Smart use of protection components can help give consumers a trouble-free charge.
Todd Phillips Littelfuse Inc.
The convenience that wireless charging systems provide has made them increasingly popular for use with consumer goods and appliances. But the development of wireless charging devices creates a number of challenges for designers. Most wireless applications are characterized by limited space for circuitry and cost considerations. So designers must minimize component counts without compromising quality.
Simultaneously, designs must also protect against failures related to overloads and transients. And energy efficiency is usually a priority as well. Also, products must comply with international standards for safety, surge and transient protection. Thus it is useful to understand the methods available for protection, efficient control, and safety sensing of wireless chargers.
A wireless charging system consists of three elements; a power adapter, a charging cable, and a charging pad. The power adapter converts the ac voltage from the power line into a dc voltage. The charging cable sends power from the power adapter to the wireless charging pad. The charging pad then transmits power wirelessly to the device-to be-charged.
The power adapter must contend with any overload and transient conditions presented by the ac mains. Circuit protection generally is at the input stage. Common electrical hazards include; induced lightning voltage surges, switching surges, electrostatic discharge, and overload fault currents. Low-power power adapters use a variety of overvoltage protection schemes. MOVs are often the choice for power adapters where long-term reliability is a priority.
Fuses are the primary choice for overcurrent protection, especially for higher-power adapters. Designers have a wide range of options when deciding on the fuse form factor. The main choices are cartridge fuses, thru-hole fuses, or surface-mount fuses. Surface-mount fuses typically take up the least amount of PCB real estate.
Regardless of fuse form factor, the fuse must have voltage and current-interrupting ratings sufficient to do the job. Designers frequently consider a time-lag fuses to avoid nuisance tripping from overvoltage events. Each fuse type responds differently to overloads. In addition, designers trying to maximize energy efficiency should evaluate the fuse watts-loss rating.
Designers can maximize charger efficiency by selecting MOSFETs with low on-state resistance, low gate charge, and a high dv/dt rating to reduce switching loss and obtain faster switch transition times. MOSFETs with low on-state resistance and high dv/dt parameters can switch at higher frequencies, enabling a more efficient switch-mode supply circuit topology. For the same reasons, designers should use MOSFETs with internal soft-recovery diodes which reduce turn-off transients and reduce electromagnetic emissions (EMI).
In many supply topologies, a step-down transformer reduces an ac voltage and Schottky diodes then rectify the signal back to dc. Schottky diodes with low forward-voltage-drop and which can operate at high frequencies are suggested for this section of the design.

*REQUIREMENTS*. In the text on protecting wireless chargers, set down word for word the passage that starts at the words "Simultaneously, designs must" and ends after the words "of wireless chargers.".

*PROVIDED DATA*.
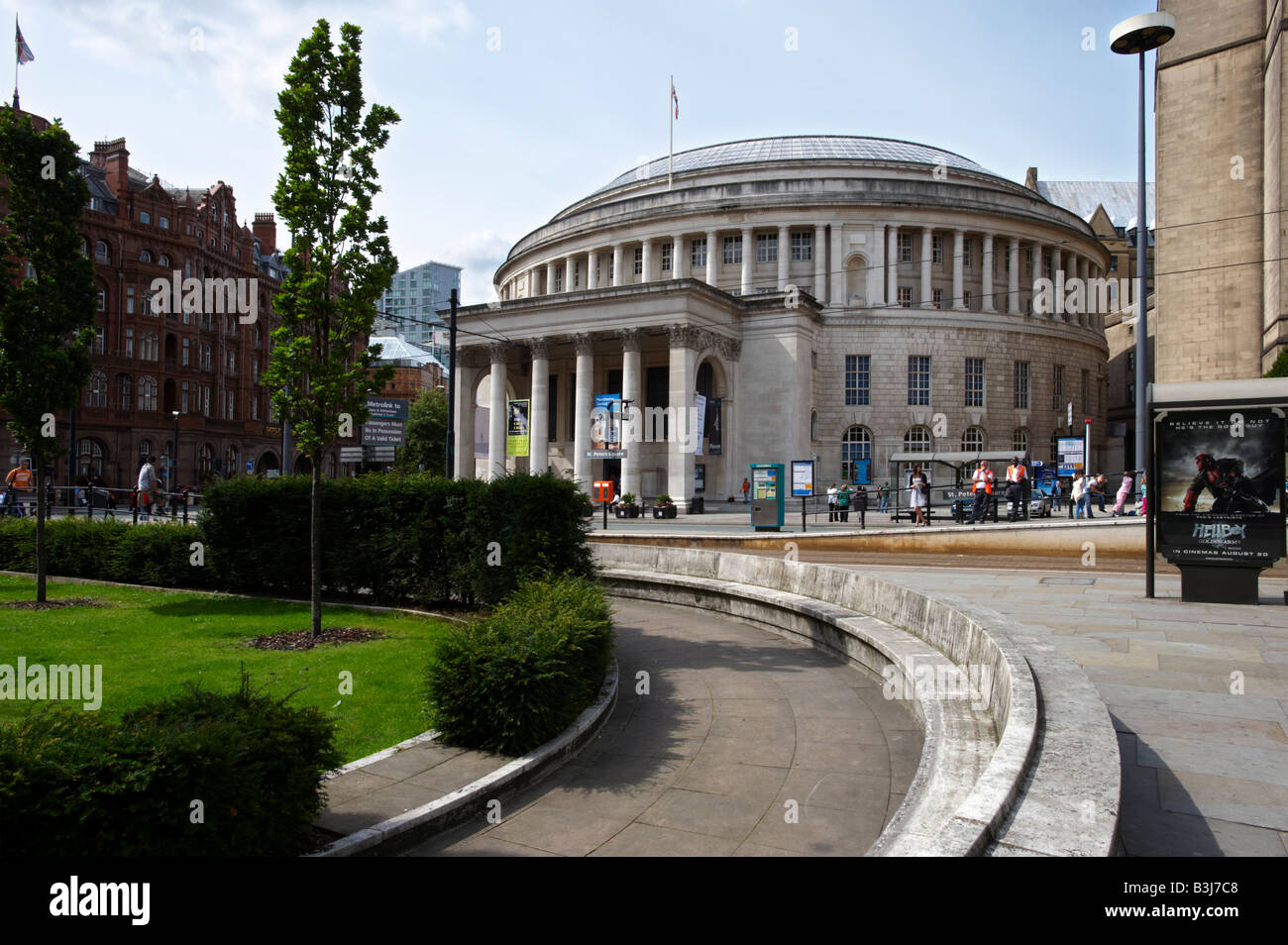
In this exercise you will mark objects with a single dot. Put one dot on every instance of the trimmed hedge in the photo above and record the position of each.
(515, 680)
(77, 785)
(399, 538)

*TASK RESPONSE*.
Simultaneously, designs must also protect against failures related to overloads and transients. And energy efficiency is usually a priority as well. Also, products must comply with international standards for safety, surge and transient protection. Thus it is useful to understand the methods available for protection, efficient control, and safety sensing of wireless chargers.